-- Requirement --
Will you transcribe all the entries word for word, skipping the pictures they hold?

** Record excerpts follows **

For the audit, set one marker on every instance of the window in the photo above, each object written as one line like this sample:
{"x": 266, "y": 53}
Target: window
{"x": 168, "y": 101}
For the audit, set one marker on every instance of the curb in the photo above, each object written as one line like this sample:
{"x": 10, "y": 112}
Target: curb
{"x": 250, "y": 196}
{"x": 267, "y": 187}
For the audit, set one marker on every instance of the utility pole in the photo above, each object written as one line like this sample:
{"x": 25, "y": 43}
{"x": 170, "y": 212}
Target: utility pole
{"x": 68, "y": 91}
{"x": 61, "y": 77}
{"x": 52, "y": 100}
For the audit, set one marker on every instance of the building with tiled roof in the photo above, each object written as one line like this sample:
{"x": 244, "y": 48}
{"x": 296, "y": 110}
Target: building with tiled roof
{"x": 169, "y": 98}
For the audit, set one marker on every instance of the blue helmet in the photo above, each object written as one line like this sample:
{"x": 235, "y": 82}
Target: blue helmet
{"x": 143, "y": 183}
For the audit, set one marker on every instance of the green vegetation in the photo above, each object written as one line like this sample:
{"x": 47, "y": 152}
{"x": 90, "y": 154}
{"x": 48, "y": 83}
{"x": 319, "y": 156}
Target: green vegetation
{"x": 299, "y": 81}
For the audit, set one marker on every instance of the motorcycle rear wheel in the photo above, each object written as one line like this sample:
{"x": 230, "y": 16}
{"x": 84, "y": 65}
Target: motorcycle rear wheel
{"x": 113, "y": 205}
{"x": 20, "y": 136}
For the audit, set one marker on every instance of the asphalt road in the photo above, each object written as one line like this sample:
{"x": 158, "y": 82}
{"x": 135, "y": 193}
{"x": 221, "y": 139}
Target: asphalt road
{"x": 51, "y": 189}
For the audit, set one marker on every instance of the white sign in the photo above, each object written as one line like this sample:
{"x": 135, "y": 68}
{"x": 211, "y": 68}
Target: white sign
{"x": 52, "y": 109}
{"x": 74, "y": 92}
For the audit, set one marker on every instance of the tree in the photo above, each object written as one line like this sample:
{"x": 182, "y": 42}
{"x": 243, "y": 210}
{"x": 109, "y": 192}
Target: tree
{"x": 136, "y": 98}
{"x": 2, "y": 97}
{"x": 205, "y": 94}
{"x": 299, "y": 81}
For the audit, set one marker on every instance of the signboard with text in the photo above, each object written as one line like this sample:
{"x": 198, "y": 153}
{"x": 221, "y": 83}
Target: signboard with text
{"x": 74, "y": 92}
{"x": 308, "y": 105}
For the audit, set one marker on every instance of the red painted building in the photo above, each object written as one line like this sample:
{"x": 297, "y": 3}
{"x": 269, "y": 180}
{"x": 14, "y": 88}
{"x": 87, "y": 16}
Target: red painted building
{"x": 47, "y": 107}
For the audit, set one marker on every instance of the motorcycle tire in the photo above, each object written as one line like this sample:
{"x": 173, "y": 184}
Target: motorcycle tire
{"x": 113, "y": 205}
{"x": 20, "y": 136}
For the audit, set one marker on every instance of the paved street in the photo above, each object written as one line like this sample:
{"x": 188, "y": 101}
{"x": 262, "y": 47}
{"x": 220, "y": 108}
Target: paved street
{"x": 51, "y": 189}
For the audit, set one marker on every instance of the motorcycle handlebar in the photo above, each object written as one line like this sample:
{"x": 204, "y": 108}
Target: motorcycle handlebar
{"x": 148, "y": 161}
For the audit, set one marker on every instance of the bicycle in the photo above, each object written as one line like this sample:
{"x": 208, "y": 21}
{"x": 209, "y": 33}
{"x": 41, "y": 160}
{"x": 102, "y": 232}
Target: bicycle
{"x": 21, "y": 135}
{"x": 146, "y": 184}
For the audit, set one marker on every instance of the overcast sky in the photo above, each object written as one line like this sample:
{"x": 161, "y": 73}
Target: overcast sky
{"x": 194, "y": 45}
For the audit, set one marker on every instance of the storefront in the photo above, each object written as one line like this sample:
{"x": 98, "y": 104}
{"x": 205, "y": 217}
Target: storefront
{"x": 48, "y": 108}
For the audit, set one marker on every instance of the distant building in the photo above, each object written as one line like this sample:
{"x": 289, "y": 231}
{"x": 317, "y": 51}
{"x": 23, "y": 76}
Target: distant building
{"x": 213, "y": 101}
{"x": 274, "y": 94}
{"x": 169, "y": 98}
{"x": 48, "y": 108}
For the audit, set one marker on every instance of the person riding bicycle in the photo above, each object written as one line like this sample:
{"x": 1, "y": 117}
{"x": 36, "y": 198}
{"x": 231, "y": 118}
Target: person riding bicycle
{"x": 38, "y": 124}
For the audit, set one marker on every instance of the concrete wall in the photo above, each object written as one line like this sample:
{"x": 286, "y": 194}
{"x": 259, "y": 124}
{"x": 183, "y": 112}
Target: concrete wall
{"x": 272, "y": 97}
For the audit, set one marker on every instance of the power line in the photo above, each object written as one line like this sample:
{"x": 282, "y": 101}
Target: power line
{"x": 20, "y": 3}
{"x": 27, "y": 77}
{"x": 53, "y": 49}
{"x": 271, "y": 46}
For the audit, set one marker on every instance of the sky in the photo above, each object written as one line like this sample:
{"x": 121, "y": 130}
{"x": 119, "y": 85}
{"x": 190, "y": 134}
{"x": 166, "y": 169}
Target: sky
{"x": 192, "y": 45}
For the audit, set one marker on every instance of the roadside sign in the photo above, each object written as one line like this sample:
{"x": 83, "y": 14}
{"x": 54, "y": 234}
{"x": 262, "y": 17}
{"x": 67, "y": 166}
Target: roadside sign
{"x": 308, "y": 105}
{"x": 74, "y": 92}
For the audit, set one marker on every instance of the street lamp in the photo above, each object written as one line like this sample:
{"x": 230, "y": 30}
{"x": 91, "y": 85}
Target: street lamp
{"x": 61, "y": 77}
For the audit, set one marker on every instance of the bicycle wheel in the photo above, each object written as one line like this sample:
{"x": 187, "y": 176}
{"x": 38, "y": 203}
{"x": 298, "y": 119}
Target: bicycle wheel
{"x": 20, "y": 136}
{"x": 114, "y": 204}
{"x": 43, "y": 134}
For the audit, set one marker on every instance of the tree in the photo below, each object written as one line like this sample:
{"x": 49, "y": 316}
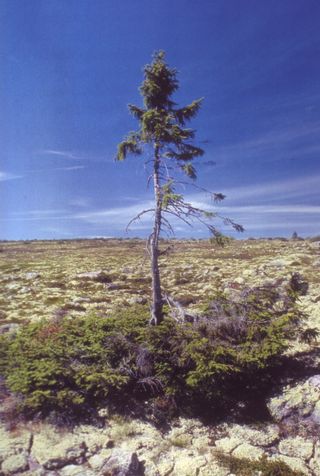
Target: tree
{"x": 163, "y": 134}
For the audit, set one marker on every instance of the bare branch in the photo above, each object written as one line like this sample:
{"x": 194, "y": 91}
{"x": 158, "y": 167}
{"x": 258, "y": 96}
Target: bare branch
{"x": 138, "y": 217}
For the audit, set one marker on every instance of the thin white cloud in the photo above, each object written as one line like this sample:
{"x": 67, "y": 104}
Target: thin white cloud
{"x": 61, "y": 153}
{"x": 75, "y": 167}
{"x": 4, "y": 176}
{"x": 279, "y": 190}
{"x": 285, "y": 141}
{"x": 79, "y": 202}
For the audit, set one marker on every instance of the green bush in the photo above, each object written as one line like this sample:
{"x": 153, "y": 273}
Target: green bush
{"x": 261, "y": 467}
{"x": 72, "y": 365}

** End of Record excerpts **

-- Solution to this exercise --
For the audit, set one marker on every instance of the window in the photo above, each object written as one line like this sample:
{"x": 266, "y": 53}
Target: window
{"x": 168, "y": 101}
For the audit, set one marker on every instance of the curb in the photo above, each object written as one line like this sample:
{"x": 10, "y": 112}
Target: curb
{"x": 250, "y": 196}
{"x": 267, "y": 187}
For the audit, set one marker on every instance of the utility pole in the photo above, each object written as one line like this sample:
{"x": 25, "y": 43}
{"x": 170, "y": 212}
Target: utility pole
{"x": 68, "y": 91}
{"x": 61, "y": 77}
{"x": 52, "y": 100}
For the audit, set one marker on every instance of the building with tiled roof in the photo above, each object written as one line like this sample:
{"x": 244, "y": 48}
{"x": 296, "y": 110}
Target: building with tiled roof
{"x": 169, "y": 98}
For the audit, set one marker on every instance of the blue helmet in the photo above, each object written as one line like this sample:
{"x": 235, "y": 82}
Target: blue helmet
{"x": 143, "y": 183}
For the audit, set one marker on every instance of the green vegetation in the photo above, each object written as one line like this sample:
{"x": 47, "y": 152}
{"x": 90, "y": 154}
{"x": 48, "y": 83}
{"x": 319, "y": 156}
Target: green vegetation
{"x": 299, "y": 81}
For the audit, set one marker on every instance of the motorcycle rear wheel in the photo above, each object written as one line like this sample:
{"x": 230, "y": 16}
{"x": 84, "y": 65}
Target: motorcycle rear wheel
{"x": 113, "y": 205}
{"x": 20, "y": 136}
For the audit, set one marker on every instance of the asphalt road in the photo above, each object written as one line like this sample:
{"x": 158, "y": 82}
{"x": 135, "y": 193}
{"x": 221, "y": 139}
Target: asphalt road
{"x": 51, "y": 189}
For the audit, set one marker on every instance of the white sign in the photo above, each object written as one line like this sample:
{"x": 135, "y": 68}
{"x": 211, "y": 68}
Target: white sign
{"x": 52, "y": 109}
{"x": 74, "y": 92}
For the audit, set one marker on every instance of the tree in the photo above, each object written as one line like this sample:
{"x": 182, "y": 42}
{"x": 243, "y": 210}
{"x": 109, "y": 192}
Target: tree
{"x": 136, "y": 98}
{"x": 2, "y": 97}
{"x": 205, "y": 94}
{"x": 299, "y": 81}
For the audit, set one marker on every instance of the signboard with text in the photo above, each object written as one line like this sample:
{"x": 198, "y": 153}
{"x": 221, "y": 83}
Target: signboard with text
{"x": 74, "y": 92}
{"x": 308, "y": 105}
For the audit, set one marker on every instance of the red painted building in the photo above, each object written as one line like this sample:
{"x": 297, "y": 3}
{"x": 269, "y": 180}
{"x": 14, "y": 88}
{"x": 87, "y": 16}
Target: red painted building
{"x": 47, "y": 107}
For the audit, set one marker on every instance of the motorcycle tire in the photo above, each object written as one line like this sample:
{"x": 173, "y": 184}
Target: motorcycle tire
{"x": 113, "y": 205}
{"x": 20, "y": 136}
For the audit, set one marker on every instance of the paved street in the photo above, each object written as one line like this sample:
{"x": 188, "y": 101}
{"x": 262, "y": 47}
{"x": 220, "y": 108}
Target: paved street
{"x": 51, "y": 189}
For the audit, set one marker on every instance of the motorcycle handlebar in the photo above, each object written as one line like this sample:
{"x": 204, "y": 108}
Target: motorcycle handlebar
{"x": 148, "y": 161}
For the audit, set one marker on every instance of the bicycle in the photo above, each object written as one line like this sample:
{"x": 208, "y": 21}
{"x": 209, "y": 33}
{"x": 41, "y": 160}
{"x": 102, "y": 232}
Target: bicycle
{"x": 21, "y": 135}
{"x": 146, "y": 184}
For the audit, set one marker on every instance of the overcast sky in the photo above, each object written as one line like this sample:
{"x": 161, "y": 73}
Target: overcast sky
{"x": 194, "y": 45}
For the audit, set one marker on every instance of the storefront in the photo above, each object written as one line like this sample:
{"x": 98, "y": 104}
{"x": 205, "y": 217}
Target: storefront
{"x": 48, "y": 108}
For the audit, set one marker on every instance of the distant building in the photo above, each object written as one line like this sample:
{"x": 289, "y": 231}
{"x": 317, "y": 51}
{"x": 23, "y": 76}
Target: distant building
{"x": 213, "y": 101}
{"x": 274, "y": 94}
{"x": 169, "y": 98}
{"x": 48, "y": 108}
For the audit, set one marker on every instance of the person riding bicycle in the photo above, each object written as one line like this sample:
{"x": 1, "y": 117}
{"x": 36, "y": 198}
{"x": 231, "y": 118}
Target: person riding bicycle
{"x": 38, "y": 124}
For the audit, set one marker on every instance of the concrete wall in the photo above, each object written as one line like this sample:
{"x": 286, "y": 194}
{"x": 259, "y": 124}
{"x": 183, "y": 112}
Target: concrete wall
{"x": 272, "y": 97}
For the audit, set one marker on every instance of the power line in the photo above, each object written as one line like this sample:
{"x": 282, "y": 101}
Target: power line
{"x": 20, "y": 3}
{"x": 27, "y": 77}
{"x": 53, "y": 49}
{"x": 271, "y": 46}
For the audit, set one marker on every instance of the sky in the photo above, each object written as one line like this sample:
{"x": 121, "y": 130}
{"x": 119, "y": 85}
{"x": 190, "y": 134}
{"x": 166, "y": 169}
Target: sky
{"x": 192, "y": 45}
For the audit, set one marker on every instance of the roadside sign in the photo above, each object written as one line like this sample:
{"x": 83, "y": 14}
{"x": 54, "y": 234}
{"x": 262, "y": 17}
{"x": 67, "y": 166}
Target: roadside sign
{"x": 308, "y": 105}
{"x": 74, "y": 92}
For the audit, set one marker on every instance of the street lamp in the photo above, each object written as one line like this sample:
{"x": 230, "y": 30}
{"x": 91, "y": 85}
Target: street lamp
{"x": 61, "y": 77}
For the audit, set one marker on every instance of the bicycle wheel in the photo above, each object written as one line like this sample:
{"x": 187, "y": 176}
{"x": 38, "y": 203}
{"x": 298, "y": 119}
Target: bicycle wheel
{"x": 20, "y": 136}
{"x": 114, "y": 204}
{"x": 43, "y": 134}
For the audit, set one marker on every instance of the tree in the photo below, each object written as one line like this sample:
{"x": 49, "y": 316}
Target: tree
{"x": 163, "y": 134}
For the audit, set one marker on every instance of the bare branch in the photo above, each object written as one line like this sample:
{"x": 194, "y": 91}
{"x": 158, "y": 167}
{"x": 258, "y": 96}
Target: bare branch
{"x": 138, "y": 217}
For the audit, set one marker on every instance of the thin white cloud in the photo above, each object written as one line like this sample:
{"x": 67, "y": 104}
Target: thin white cloud
{"x": 61, "y": 153}
{"x": 75, "y": 167}
{"x": 4, "y": 176}
{"x": 279, "y": 190}
{"x": 285, "y": 141}
{"x": 79, "y": 202}
For the audit, set one marker on every instance of the green bush in the photo above, each object written as one line like this sample:
{"x": 153, "y": 273}
Target: green bush
{"x": 261, "y": 467}
{"x": 72, "y": 365}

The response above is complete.